> _WORK INSTRUCTIONS_:
Answer these questions from the passage on Sri Lanka's Sinhala Buddhists:
1. By what other name was Sri Lanka known then?
2. As what did the majority of Sinhalese accept their fate?
3. In what year did the Sinhala Buddhist vote bring in the biggest political and social revolution in the country's history?
──────── PASSAGE TO READ
How many people realise that the majority Sinhala people, mainly Buddhists, (I am not a Buddhist) were alienated for centuries? Sri Lanka, or Ceylon as it was known then, was, for a long time a country of two nations – the English speaking and the non-English speaking. The former comprised the English speaking Sinhala community, educated in Christian mission schools, and the Tamil community, most of whom were also educated in similar schools.
This group was in the forefront at every level of society, and held all the plum jobs in both the public and private sector. The vast majority of Sinhalese, with no access to an English education, were relegated to the domestic and labourer class and, being Buddhist and pacifist by nature, accepted their fate as “apey karumay,” an attitude that was cleverly exploited by the British oppressors and the Brown Sahibs who did their bidding.
Thanks to Anagarika Dharmapala, the vision of C. W. W. Kannangara and the efforts of Colonel Olcott and Marie Musaeus, the Sinhala Buddhists were given their due place in the education playing field and their vote in 1956 ushered in the biggest political and social revolution in the country’s history.
────────────────
──────── DATA PROVIDED
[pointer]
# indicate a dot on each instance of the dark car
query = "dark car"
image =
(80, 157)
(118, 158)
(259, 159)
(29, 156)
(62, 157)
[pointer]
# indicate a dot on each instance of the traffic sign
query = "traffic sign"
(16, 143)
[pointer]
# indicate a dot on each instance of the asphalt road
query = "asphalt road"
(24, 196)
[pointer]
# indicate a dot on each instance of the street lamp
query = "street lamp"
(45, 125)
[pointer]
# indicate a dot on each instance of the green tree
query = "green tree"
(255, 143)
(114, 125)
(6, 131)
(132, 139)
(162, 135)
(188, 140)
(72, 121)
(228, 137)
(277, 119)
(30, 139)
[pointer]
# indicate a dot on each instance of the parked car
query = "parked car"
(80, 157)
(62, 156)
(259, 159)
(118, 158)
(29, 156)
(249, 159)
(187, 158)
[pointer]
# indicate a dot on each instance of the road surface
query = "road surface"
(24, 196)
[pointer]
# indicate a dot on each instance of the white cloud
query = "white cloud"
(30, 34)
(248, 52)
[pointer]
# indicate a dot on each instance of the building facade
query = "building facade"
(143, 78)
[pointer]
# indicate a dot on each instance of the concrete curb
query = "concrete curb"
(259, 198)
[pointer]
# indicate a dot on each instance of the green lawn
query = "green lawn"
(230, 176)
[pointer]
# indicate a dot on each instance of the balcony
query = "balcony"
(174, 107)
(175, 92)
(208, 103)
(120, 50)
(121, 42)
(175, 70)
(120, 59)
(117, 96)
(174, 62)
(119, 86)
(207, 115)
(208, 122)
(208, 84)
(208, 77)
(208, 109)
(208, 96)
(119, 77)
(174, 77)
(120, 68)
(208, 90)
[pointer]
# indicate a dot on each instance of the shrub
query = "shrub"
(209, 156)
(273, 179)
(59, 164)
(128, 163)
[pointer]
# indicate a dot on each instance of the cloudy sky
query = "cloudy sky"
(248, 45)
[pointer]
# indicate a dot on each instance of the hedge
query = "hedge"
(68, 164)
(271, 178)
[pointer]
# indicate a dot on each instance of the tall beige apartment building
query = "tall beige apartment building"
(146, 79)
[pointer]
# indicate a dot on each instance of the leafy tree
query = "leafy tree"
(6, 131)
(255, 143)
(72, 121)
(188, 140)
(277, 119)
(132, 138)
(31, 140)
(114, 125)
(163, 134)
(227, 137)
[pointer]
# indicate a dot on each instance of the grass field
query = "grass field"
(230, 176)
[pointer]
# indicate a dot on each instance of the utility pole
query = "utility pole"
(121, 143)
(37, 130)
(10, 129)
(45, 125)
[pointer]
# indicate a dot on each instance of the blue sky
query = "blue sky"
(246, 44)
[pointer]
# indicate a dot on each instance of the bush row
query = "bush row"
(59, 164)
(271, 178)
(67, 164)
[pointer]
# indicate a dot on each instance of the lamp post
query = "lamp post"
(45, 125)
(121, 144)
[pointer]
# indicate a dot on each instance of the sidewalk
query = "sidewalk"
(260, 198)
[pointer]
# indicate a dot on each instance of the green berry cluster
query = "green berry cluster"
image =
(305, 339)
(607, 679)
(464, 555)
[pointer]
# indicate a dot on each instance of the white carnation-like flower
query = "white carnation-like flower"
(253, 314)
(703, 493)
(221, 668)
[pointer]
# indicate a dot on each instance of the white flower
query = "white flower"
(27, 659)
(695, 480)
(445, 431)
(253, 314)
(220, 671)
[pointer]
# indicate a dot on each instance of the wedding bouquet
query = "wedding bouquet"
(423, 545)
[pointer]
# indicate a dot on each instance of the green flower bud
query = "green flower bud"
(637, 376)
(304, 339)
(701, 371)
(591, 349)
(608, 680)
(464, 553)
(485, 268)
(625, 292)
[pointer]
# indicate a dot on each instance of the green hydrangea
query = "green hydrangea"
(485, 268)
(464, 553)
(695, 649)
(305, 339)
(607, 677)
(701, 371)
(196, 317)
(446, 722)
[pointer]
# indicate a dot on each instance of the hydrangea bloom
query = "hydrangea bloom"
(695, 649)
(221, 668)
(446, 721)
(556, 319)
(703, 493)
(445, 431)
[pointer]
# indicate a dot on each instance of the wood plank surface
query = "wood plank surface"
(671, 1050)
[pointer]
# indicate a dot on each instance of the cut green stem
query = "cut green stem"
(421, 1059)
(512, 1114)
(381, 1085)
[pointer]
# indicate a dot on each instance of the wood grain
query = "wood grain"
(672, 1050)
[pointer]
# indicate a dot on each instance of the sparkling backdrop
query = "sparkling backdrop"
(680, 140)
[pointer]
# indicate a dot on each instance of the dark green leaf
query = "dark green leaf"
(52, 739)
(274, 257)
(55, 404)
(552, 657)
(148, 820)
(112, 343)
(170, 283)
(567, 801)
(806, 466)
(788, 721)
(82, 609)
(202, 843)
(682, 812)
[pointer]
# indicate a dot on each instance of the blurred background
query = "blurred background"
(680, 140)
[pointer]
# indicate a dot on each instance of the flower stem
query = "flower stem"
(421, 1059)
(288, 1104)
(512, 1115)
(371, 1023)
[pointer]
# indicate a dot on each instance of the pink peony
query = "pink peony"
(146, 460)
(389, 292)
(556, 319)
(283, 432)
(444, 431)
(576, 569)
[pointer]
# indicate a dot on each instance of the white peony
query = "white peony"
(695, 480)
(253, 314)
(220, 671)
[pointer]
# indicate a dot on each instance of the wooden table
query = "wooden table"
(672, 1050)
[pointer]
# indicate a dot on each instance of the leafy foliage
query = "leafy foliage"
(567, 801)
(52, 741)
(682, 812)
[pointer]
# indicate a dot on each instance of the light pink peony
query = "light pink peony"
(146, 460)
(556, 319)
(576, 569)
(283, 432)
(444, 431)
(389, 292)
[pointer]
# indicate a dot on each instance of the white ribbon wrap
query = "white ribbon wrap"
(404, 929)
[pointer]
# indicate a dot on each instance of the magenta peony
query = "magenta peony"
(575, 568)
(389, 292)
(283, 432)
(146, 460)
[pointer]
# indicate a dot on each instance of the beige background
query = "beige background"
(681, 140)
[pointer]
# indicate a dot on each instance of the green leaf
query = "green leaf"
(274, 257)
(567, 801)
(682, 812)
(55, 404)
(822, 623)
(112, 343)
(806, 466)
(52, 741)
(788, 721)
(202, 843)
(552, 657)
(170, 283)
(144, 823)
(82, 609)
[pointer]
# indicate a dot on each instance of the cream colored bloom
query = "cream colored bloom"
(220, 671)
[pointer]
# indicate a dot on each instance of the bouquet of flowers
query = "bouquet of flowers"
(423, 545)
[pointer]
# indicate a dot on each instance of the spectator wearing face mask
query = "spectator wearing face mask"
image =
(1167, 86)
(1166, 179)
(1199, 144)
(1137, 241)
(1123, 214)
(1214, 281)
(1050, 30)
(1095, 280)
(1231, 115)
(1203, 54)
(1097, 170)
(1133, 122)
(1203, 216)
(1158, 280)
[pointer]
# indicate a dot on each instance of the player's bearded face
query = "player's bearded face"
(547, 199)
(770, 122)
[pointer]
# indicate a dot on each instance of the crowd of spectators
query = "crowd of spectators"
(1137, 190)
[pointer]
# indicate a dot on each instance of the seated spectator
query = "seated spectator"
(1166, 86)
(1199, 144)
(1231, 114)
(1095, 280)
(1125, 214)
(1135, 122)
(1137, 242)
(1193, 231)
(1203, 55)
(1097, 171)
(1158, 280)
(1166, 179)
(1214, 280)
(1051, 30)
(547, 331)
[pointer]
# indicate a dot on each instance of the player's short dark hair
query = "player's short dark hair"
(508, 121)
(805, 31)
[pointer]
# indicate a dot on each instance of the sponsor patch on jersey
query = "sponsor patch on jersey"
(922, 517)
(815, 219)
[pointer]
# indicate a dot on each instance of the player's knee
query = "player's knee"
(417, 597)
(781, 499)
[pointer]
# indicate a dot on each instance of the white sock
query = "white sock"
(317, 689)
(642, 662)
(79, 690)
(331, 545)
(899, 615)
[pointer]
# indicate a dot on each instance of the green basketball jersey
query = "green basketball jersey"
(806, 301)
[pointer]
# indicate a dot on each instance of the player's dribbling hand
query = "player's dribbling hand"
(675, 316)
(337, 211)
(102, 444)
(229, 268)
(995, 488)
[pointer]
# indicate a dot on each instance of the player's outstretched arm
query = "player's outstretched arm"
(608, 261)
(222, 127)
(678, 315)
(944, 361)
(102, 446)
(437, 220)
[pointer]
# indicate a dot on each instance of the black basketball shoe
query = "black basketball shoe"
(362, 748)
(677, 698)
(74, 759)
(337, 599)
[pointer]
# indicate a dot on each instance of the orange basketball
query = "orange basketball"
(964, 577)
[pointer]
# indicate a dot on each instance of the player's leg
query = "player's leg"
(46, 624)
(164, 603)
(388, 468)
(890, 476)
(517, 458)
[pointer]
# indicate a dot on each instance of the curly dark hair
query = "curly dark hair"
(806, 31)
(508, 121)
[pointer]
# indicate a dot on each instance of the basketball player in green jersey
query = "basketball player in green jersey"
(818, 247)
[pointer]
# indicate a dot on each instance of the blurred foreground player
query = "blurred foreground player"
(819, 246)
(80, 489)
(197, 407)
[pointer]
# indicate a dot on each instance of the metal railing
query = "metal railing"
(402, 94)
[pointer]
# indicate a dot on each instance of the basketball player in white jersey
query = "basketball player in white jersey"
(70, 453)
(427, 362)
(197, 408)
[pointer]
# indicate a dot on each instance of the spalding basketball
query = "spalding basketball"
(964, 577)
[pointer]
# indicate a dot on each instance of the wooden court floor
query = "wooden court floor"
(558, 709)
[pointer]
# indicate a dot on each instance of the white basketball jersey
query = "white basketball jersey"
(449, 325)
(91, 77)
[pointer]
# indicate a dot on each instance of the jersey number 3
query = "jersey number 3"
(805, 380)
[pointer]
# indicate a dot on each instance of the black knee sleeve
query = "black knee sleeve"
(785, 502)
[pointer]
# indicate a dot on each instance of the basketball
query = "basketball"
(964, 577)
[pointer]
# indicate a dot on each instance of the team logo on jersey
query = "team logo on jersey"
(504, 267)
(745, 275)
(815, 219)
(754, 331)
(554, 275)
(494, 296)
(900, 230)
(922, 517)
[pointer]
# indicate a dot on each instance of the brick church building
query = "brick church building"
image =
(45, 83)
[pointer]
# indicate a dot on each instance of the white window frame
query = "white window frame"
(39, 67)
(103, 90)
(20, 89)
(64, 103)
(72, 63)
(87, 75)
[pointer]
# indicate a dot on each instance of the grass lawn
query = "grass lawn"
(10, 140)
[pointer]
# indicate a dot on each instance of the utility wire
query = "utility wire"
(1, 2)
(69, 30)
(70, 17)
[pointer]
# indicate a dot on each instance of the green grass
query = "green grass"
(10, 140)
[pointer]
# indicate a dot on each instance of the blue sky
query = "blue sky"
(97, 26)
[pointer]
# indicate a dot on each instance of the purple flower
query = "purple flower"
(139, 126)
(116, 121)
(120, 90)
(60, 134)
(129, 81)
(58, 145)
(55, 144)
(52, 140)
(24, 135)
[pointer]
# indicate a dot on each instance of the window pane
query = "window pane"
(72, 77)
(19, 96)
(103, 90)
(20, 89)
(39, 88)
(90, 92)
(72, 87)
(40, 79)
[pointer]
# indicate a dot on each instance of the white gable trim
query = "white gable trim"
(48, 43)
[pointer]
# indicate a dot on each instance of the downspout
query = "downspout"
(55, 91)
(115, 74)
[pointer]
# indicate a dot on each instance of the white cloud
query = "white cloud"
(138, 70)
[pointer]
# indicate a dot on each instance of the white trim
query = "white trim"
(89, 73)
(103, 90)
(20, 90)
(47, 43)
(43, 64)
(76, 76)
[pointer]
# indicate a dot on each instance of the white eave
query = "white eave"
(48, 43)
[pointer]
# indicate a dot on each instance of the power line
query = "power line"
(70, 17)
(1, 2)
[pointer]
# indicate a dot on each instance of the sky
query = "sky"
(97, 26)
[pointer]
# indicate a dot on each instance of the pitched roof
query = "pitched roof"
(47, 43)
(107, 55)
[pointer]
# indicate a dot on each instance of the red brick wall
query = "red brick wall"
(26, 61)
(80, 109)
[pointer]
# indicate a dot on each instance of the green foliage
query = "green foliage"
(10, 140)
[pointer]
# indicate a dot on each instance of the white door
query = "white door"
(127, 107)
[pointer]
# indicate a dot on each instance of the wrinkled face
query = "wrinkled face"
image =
────────────────
> _ANSWER TO THIS PROBLEM_:
1. Ceylon
2. "apey karumay"
3. 1956